Been a couple quiet days around here, which are really kinda rare it seems. One thing that has got to me is that it seems the W doesn't ever refer to me as my name to other people, she calls me other things. I don't think its evil names but never just who I am. A total refusal to say my name. I know its probably petty but it still hurts.
Rain, the reason she said why she distrusted me and thought I had something to do with it was that a couple weeks before the separation we got into an argument, she was acting as if she had NEVER done anything wrong in our R, actually those were her exact words and shes said it many times since. Well I finally told her that one day people would see her for who she is rather than this great facade she puts on and I asked her how she could sleep at night. I regret saying it. I know its true, but it hurt her deeply, I saw it then, and I know it now. Already people see through her cause they know Id never do the things that shes alleged, and when they speak ill of her because of what shes done, she assumes I must have said something to them or that I was spreading rumors... she cant get that they make their own minds up(and these are mutual friends, not partial ones.) I worry for her cause this is some serious denial on her part, I hope and pray somehow she either comes around on this or that somehow she misses me enough to seek me, then together we can fix this scary issue.

☆ ☆ ☆ ☆

_WORK INSTRUCTIONS_
(A) Say whether each statement agrees with the post, answering yes or no and quoting the deciding words: (i) the writer says the W refers to them by name when talking to other people; (ii) the writer regrets what they said to her; (iii) the friends who speak ill of her are described as partial ones.
(B) Please give the post again from "Been a couple" up to and including "it still hurts.", swapping "quiet" for "calm".

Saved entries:
☆ ☆ ☆ ☆

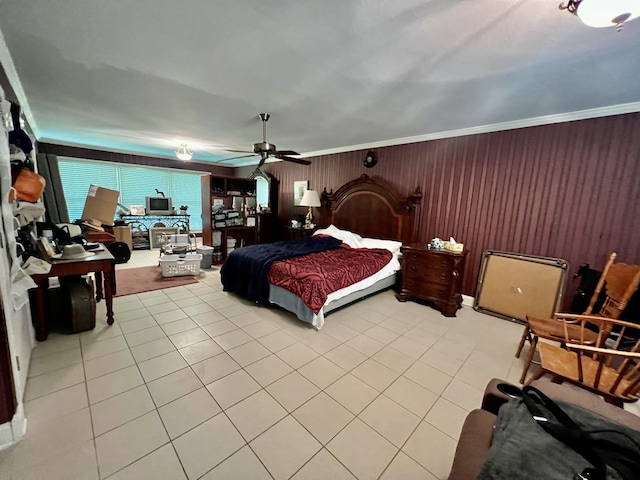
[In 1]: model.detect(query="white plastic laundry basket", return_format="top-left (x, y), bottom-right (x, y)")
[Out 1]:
top-left (160, 253), bottom-right (202, 277)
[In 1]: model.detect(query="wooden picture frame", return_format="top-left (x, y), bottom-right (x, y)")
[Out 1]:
top-left (293, 180), bottom-right (309, 206)
top-left (129, 205), bottom-right (145, 215)
top-left (38, 237), bottom-right (56, 261)
top-left (149, 227), bottom-right (178, 249)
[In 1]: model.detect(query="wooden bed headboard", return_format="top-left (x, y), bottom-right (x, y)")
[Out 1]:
top-left (318, 174), bottom-right (422, 244)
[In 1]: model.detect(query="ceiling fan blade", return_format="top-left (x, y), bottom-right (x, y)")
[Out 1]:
top-left (275, 150), bottom-right (300, 155)
top-left (219, 153), bottom-right (256, 163)
top-left (274, 154), bottom-right (311, 165)
top-left (224, 148), bottom-right (254, 153)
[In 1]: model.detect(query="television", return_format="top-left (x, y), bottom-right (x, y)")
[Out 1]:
top-left (146, 197), bottom-right (173, 215)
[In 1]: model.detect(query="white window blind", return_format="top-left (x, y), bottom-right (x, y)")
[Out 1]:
top-left (58, 157), bottom-right (202, 232)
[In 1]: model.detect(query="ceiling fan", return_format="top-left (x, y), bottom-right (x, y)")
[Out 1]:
top-left (223, 113), bottom-right (311, 168)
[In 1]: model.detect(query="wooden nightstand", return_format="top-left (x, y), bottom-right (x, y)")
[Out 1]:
top-left (396, 243), bottom-right (467, 317)
top-left (284, 227), bottom-right (316, 240)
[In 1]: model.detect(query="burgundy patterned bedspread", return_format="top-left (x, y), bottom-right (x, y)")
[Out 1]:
top-left (269, 248), bottom-right (392, 314)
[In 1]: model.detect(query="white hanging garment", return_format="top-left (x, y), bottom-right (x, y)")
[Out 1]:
top-left (0, 87), bottom-right (37, 310)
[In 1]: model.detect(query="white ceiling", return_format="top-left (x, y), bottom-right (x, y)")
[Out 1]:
top-left (0, 0), bottom-right (640, 166)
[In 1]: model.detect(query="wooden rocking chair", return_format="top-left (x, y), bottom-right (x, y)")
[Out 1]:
top-left (516, 252), bottom-right (640, 383)
top-left (527, 317), bottom-right (640, 407)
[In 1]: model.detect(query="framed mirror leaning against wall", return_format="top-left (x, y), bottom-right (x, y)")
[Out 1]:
top-left (249, 168), bottom-right (282, 243)
top-left (249, 168), bottom-right (278, 214)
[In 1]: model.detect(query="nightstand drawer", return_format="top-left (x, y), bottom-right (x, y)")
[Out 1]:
top-left (405, 263), bottom-right (451, 285)
top-left (397, 244), bottom-right (466, 317)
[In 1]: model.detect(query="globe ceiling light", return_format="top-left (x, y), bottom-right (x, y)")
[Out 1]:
top-left (176, 143), bottom-right (193, 160)
top-left (559, 0), bottom-right (640, 31)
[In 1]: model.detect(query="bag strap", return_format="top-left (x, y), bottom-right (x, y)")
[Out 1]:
top-left (522, 386), bottom-right (640, 480)
top-left (522, 386), bottom-right (607, 480)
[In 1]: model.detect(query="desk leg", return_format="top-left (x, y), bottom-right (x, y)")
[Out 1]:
top-left (95, 272), bottom-right (104, 302)
top-left (101, 265), bottom-right (115, 325)
top-left (34, 278), bottom-right (49, 342)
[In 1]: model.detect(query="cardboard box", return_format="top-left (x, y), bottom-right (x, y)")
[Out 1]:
top-left (82, 185), bottom-right (120, 225)
top-left (113, 225), bottom-right (133, 250)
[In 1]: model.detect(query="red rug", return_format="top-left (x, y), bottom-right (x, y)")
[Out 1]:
top-left (114, 266), bottom-right (198, 297)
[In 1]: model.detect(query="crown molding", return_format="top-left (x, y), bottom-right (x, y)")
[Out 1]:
top-left (300, 102), bottom-right (640, 158)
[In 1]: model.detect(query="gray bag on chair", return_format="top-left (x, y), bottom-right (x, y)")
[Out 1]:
top-left (478, 387), bottom-right (640, 480)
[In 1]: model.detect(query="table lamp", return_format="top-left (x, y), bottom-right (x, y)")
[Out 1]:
top-left (300, 190), bottom-right (320, 228)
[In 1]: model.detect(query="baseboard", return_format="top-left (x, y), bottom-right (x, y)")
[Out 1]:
top-left (462, 294), bottom-right (476, 308)
top-left (0, 405), bottom-right (27, 450)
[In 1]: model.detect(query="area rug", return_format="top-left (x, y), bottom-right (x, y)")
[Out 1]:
top-left (114, 266), bottom-right (198, 297)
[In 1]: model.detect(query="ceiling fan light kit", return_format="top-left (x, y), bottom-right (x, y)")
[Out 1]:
top-left (223, 113), bottom-right (311, 168)
top-left (176, 143), bottom-right (193, 160)
top-left (558, 0), bottom-right (640, 31)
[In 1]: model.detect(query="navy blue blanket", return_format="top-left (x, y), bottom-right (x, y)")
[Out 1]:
top-left (220, 236), bottom-right (342, 303)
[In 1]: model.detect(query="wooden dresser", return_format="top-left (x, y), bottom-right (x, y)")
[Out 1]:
top-left (396, 243), bottom-right (467, 317)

☆ ☆ ☆ ☆

_SOLUTIONS TO THE PROBLEMS_
(A)
(i) No: "it seems the W doesn't ever refer to me as my name to other people"
(ii) Yes: "I regret saying it."
(iii) No: "and these are mutual friends, not partial ones."

(B)
Been a couple calm days around here, which are really kinda rare it seems. One thing that has got to me is that it seems the W doesn't ever refer to me as my name to other people, she calls me other things. I don't think its evil names but never just who I am. A total refusal to say my name. I know its probably petty but it still hurts.